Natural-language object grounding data

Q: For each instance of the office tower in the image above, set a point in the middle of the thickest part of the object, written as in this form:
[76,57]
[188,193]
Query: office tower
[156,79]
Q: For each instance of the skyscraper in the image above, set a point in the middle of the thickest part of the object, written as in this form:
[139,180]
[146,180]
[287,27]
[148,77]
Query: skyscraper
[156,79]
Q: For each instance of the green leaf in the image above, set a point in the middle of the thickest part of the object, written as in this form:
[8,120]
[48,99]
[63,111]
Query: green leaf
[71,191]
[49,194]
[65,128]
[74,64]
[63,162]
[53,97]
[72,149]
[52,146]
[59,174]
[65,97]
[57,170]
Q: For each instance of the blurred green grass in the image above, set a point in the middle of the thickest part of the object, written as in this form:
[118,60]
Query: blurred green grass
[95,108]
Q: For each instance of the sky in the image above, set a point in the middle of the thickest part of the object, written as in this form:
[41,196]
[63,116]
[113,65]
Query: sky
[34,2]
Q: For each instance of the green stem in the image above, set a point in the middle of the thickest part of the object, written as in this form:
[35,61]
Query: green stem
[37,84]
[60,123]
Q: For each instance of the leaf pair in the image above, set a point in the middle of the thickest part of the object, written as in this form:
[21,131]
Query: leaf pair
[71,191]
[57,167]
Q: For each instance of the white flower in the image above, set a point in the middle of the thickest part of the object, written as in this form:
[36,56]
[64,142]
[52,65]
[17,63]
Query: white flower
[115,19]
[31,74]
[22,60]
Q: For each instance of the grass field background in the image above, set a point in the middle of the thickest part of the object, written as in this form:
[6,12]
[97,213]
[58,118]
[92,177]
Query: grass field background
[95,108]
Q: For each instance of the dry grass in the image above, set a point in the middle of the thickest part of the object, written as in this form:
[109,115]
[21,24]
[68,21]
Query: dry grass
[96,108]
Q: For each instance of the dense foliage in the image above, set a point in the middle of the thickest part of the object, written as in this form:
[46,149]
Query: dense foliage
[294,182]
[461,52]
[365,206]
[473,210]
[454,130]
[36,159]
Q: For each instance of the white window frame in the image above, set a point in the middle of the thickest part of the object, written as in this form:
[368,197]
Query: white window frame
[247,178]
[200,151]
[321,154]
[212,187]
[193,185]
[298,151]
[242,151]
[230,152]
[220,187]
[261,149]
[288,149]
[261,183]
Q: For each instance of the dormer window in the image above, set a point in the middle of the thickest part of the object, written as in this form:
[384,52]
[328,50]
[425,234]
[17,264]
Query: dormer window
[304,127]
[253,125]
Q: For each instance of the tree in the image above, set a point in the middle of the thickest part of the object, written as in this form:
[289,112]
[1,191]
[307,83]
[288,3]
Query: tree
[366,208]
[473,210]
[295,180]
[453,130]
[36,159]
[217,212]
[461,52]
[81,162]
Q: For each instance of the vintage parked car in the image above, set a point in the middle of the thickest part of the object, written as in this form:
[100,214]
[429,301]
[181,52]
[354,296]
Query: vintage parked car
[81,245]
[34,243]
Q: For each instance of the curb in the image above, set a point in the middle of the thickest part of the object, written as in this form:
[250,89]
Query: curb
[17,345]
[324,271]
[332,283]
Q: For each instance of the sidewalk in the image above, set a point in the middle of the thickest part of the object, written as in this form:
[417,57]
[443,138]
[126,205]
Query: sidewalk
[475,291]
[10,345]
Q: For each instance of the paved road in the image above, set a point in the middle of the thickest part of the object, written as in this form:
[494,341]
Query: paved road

* _Directions_
Search the entries for "road" and copy out each line that has it.

* _Answer space_
Q: For each instance of the paved road in the image above, set a point in the middle of the thickest part of the object, written as in this form:
Query: paved road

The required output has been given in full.